Text under study:
Poverty is connected with disorganized and poorly aerated working and living areas that contribute to the direct risk of TB. Poverty is also allied with the typical lack of information due to limited exposure to tuberculosis risk factors. Alleviation of poverty diminishes tuberculosis transmission and the risk of further complications that may lead to chronic illnesses. The healthcare board in the community should pursue the eradication of poverty to ensure that the risk factors of tuberculosis are eliminated.
Various actions can be taken to implement safety, which includes improving the living and the working condition — addressing the social, financial needs, and health condition of the migrants. Encouraging healthy diets and lifestyles will also contribute to the reduction of TB incidences in the community.
Inadequate access to community-based resources leads to severe health implications within the community. TB programs can play a significant role in eliminating infections by engaging the community. Enlightening the population on the risk factors of TB deepens understanding of the contribution of communities and the critical people in which they are most active (Ana, Angus, Renaud, Ross, Diego, 2019)
Residential segregation cause inequality and higher numbers of poverty affected people. Health financial support is not available for the discriminated groups hence, making it difficult for the population involved to access health care for TB. In high poverty areas, there is less economic growth, poor infrastructure, and investors hesitate to develop their business in such areas. As a result, the healthcare expectation for the residents reduces. The communities living in such areas end up having poorer health.
Social disorders prevent people from living their life because of fear of stigmatization. The perceptions of tuberculosis effects in the society are poverty, due to lack of knowledge. Therefore, the victim is likely to be avoided by others. Hence, those affected by tuberculosis may not disclose their status, and if untreated, they affected others as they mingle during various activities. But with understanding and exposure, the majority can be saved from the infection, and TB incidences can reduce at a high rate.
The purpose of the epidemiologic triangle is to study health problems, especially infectious diseases and how they multiply. The epidemiologic triangle of tuberculosis involves three vertices. These are the agent; this is the bacterium known as mycobacterium tuberculosis. There is the host vertex, which refers to the individual who has been infected by TB. The environment is the other vertex, and it entails the external factors that cause TB.
Mycobacterium tuberculosis is the agent factor, and it is transported in communicable airborne particles known as droplet nuclei. The infectious droplet nuclei are generated when the infected person coughs, sneezes, laughs, or speaks and can spread and infect the people in the surrounding. The people who have been infected become the host factors, meaning that they are now the carriers of the TB bacteria.

Check your understanding:
1. In the passage on tuberculosis, what is the agent vertex of the epidemiologic triangle?
2. Write a continuation of the passage on tuberculosis, starting after its final sentence.
The entries after this point have nothing to do with the passage on tuberculosis.

Information supplied:
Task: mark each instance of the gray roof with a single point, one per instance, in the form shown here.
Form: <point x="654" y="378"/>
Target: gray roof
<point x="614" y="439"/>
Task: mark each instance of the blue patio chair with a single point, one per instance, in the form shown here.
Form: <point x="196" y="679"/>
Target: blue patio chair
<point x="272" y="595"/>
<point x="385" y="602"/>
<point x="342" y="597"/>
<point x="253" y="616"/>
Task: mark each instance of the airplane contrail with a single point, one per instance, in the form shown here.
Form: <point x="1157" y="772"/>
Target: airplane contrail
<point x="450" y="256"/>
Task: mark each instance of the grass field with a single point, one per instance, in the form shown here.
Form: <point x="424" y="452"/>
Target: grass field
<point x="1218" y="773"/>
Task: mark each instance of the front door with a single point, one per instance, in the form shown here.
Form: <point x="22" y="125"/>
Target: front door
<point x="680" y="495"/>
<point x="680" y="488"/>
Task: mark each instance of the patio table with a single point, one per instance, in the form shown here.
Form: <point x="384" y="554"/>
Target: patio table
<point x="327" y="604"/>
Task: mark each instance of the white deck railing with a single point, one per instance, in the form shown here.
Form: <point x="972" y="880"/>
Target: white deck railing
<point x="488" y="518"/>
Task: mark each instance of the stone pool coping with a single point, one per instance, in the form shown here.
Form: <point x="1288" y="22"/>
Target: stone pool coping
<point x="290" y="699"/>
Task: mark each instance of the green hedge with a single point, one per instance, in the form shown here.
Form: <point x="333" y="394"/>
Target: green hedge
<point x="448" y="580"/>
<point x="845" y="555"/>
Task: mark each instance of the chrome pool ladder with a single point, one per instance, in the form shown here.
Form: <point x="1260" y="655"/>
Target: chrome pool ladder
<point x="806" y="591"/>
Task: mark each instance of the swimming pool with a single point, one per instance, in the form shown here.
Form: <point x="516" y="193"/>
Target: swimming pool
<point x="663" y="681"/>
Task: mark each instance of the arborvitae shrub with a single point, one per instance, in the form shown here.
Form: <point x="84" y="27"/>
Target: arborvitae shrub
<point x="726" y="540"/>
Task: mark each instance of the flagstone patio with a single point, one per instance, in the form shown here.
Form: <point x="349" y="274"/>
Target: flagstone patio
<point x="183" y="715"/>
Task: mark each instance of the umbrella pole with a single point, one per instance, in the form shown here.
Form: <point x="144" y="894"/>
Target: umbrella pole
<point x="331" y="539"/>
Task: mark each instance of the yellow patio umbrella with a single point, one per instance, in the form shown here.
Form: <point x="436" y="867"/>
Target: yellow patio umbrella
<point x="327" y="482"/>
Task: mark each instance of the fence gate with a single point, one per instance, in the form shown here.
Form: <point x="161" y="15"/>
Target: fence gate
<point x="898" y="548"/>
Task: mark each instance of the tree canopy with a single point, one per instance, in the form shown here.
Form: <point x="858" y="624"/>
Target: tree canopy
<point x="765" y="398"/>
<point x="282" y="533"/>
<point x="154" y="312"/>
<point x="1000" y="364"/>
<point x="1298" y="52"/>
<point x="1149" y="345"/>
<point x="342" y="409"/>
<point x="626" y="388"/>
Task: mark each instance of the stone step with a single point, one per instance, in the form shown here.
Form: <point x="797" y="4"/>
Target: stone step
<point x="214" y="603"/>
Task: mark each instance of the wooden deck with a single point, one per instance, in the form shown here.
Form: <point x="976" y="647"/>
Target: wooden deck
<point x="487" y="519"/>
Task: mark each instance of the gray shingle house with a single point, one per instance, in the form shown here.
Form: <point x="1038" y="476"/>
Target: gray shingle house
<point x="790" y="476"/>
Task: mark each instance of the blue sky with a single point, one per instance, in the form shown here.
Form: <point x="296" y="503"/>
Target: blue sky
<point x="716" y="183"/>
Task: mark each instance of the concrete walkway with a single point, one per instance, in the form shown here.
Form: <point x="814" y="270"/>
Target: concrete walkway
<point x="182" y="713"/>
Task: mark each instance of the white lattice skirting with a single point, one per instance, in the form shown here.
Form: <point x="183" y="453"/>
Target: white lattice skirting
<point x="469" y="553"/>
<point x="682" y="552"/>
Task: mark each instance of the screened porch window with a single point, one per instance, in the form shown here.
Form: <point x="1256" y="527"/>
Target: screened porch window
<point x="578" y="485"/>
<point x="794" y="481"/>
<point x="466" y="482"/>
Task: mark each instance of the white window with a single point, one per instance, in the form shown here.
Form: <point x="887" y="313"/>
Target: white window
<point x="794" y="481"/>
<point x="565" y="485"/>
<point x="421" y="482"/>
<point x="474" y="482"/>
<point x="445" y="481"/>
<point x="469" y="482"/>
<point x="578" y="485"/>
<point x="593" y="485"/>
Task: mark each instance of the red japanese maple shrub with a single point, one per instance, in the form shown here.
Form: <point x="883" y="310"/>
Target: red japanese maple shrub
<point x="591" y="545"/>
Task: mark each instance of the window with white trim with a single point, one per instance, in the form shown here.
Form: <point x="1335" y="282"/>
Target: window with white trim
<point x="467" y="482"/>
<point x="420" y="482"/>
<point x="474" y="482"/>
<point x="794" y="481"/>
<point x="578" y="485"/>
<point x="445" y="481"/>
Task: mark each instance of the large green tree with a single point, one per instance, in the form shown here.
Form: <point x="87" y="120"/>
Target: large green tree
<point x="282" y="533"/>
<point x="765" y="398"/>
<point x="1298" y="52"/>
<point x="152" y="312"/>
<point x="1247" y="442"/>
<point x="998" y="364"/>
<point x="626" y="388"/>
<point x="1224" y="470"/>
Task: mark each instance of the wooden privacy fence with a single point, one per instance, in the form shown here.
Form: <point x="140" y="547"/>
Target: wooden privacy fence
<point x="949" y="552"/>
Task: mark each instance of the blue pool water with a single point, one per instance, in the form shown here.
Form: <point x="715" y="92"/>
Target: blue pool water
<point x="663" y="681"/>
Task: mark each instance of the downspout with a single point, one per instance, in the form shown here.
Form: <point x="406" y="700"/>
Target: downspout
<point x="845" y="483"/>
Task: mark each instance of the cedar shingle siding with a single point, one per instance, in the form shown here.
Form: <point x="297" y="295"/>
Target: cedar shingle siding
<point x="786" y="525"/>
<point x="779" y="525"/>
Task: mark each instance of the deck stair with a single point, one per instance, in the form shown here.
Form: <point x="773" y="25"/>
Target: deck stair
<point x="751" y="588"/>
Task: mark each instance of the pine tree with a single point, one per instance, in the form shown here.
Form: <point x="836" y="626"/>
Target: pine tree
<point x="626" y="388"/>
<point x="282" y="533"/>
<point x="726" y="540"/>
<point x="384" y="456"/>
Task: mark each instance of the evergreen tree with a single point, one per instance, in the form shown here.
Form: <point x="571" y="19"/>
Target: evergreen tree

Exercise answers:
1. The bacterium Mycobacterium tuberculosis.

2.
Environmental vertex entails the risk factors that influence tuberculosis. The environmental factors include the living and the working area, groups of people that have high rates of TB transmission, including homeless people, injection drug users, and HIV infected individuals. Poor sanitation can also attract TB infections.
Community, Schools, and General Population Special Considerations
The society, learning institutions, and the public are vulnerable environments that are most likely to contract the infection and cause diseases. It is essential that the health authorities and the administrators in charge of developing systems that will help to identify TB cases quickly. Creating awareness through community programs will enable the population to understand the risk factors as well as signs and symptoms that can cause TB.
The school administration should educate the students, teachers, and the workers on TB causes signs and symptoms, and reporting procedures. Screening programs can be developed to help identify both latent and active TB cases hence preventing the spreading of epidemic cases.
The Community Health Nurse
The role of the community health nurse is to provide treatment to patients. The nurse should be competent in identifying various illnesses by assessing the patients noting the multiple symptoms. The community nurse will also identify health cases, which in return, will plan educational community programs enlighten the people on causes and prevention measures. In cases where infectious disease such as TB emerges, the nurse will report to the health board authority of the area within 24 hours.
The nurse will also raise an alert in the community through urgent education assemblies, media, and brochures so that the community can be cautious of the signs and the infected people. Through community awareness, the nurse will be able to reach a significant population and hence, prevent the case from worsening. During the clinic visits, the community nurse will collect health records from individuals who will include their personal information as well as health history.
The nurse will then perform data analysis using health records. Using the records, the nurse will identify the cases that need urgent attention and the development of healthcare plans. Through data records that the nurse will be able to follow up on patients whose cases need healthcare providers close attention and monitor their health progress closely.
Significance of Demographic Data to the Health of the Community
The demographic data is essential in that the nurse will be able to identify the environmental factors that cause health disparity in the community. The data will also help the nurse to advocate for the community. As the healthcare provider, the nurse lias with the local authority and the health policymakers can provide quality and adequate healthcare systems that will sustain the health of the community.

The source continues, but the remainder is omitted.